TASK SET.
A - Reproduce everything in the softirq patch excerpt from "I think TASKLET" down to "still run immediately.".
B - In the softirq patch excerpt, which logic does the patch stub out, and in which configuration case?

EXCERPT.

Should we mention IRQ_POLL?

I think TASKLET is debatable as I mentioned in my other email.

> deferred as they can potentially run for long time.
> 
> Additionally, this patch stubs out ksoftirqd_running() logic,
> in the CONFIG_RT_SOFTIRQ_OPTIMIZATION case, as deferring
> potentially long-running softirqs will cause the logic to not
> process shorter-running softirqs immediately. By stubbing it out
> the potentially long running softirqs are deferred, but the
> shorter running ones can still run immediately.
> 
> This patch includes folded-in fixes by:
>   Lingutla Chandrasekhar <clingutla@codeaurora.org>
>   Satya Durga Srinivasu Prabhala <satyap@codeaurora.org>
>   J. Avila <elavila@google.com>
> 
> Cc: John Dias <joaodias@google.com>
> Cc: Connor O'Brien <connoro@google.com>
> Cc: Rick Yiu <rickyiu@google.com>
> Cc: John Kacur <jkacur@redhat.com>
> Cc: Qais Yousef <qais.yousef@arm.com>
> Cc: Chris Redpath <chris.redpath@arm.com>
> Cc: Abhijeet Dharmapurikar <adharmap@quicinc.com>
> Cc: Peter Zijlstra <peterz@infradead.org>
> Cc: Ingo Molnar <mingo@redhat.com>
> Cc: Juri Lelli <juri.lelli@redhat.com>
> Cc: Vincent Guittot <vincent.guittot@linaro.org>
> Cc: Dietmar Eggemann <dietmar.eggemann@arm.com>
> Cc: Steven Rostedt <rostedt@goodmis.org>
> Cc: Thomas Gleixner <tglx@linutronix.de>
> Cc: kernel-team@android.com
> Signed-off-by: Pavankumar Kondeti <pkondeti@codeaurora.org>
> [satyap@codeaurora.org: trivial merge conflict resolution.]
> Signed-off-by: Satya Durga Srinivasu Prabhala <satyap@codeaurora.org>
> [elavila: Port to mainline, squash with bugfix]
> Signed-off-by: J. Avila <elavila@google.com>
> [jstultz: Rebase to linus/HEAD, minor rearranging of code,
>  included bug fix Reported-by: Qais Yousef <qais.yousef@arm.com> ]
> Signed-off-by: John Stultz <jstultz@google.com>
> ---
>  include/linux/sched.h | 10 ++++++++++
>  kernel/sched/cpupri.c | 13 +++++++++++++
>  kernel/softirq.c      | 25 +++++++++++++++++++++++--
>  3 files changed, 46 insertions(+), 2 deletions(-)
> 
> diff --git a/include/linux/sched.h b/include/linux/sched.h
> index e7b2f8a5c711..7f76371cbbb0 100644
> --- a/include/linux/sched.h
> +++ b/include/linux/sched.h
> @@ -1826,6 +1826,16 @@ current_restore_flags(unsigned long orig_flags, unsigned long flags)
>  
>  extern int cpuset_cpumask_can_shrink(const struct cpumask *cur, const struct cpumask *trial);
>  extern int task_can_attach(struct task_struct *p, const struct cpumask *cs_effective_cpus);
> +
> +#ifdef CONFIG_RT_SOFTIRQ_OPTIMIZATION
> +extern bool cpupri_check_rt(void);
> +#else
> +static inline bool cpupri_check_rt(void)

DATA SEGMENT.
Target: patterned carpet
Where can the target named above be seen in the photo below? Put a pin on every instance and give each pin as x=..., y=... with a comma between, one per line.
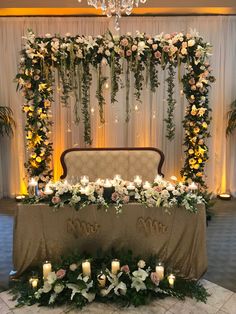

ANSWERS TO THE EXERCISE.
A -
I think TASKLET is debatable as I mentioned in my other email.

> deferred as they can potentially run for long time.
> 
> Additionally, this patch stubs out ksoftirqd_running() logic,
> in the CONFIG_RT_SOFTIRQ_OPTIMIZATION case, as deferring
> potentially long-running softirqs will cause the logic to not
> process shorter-running softirqs immediately. By stubbing it out
> the potentially long running softirqs are deferred, but the
> shorter running ones can still run immediately.

B - It stubs out the ksoftirqd_running() logic in the CONFIG_RT_SOFTIRQ_OPTIMIZATION case.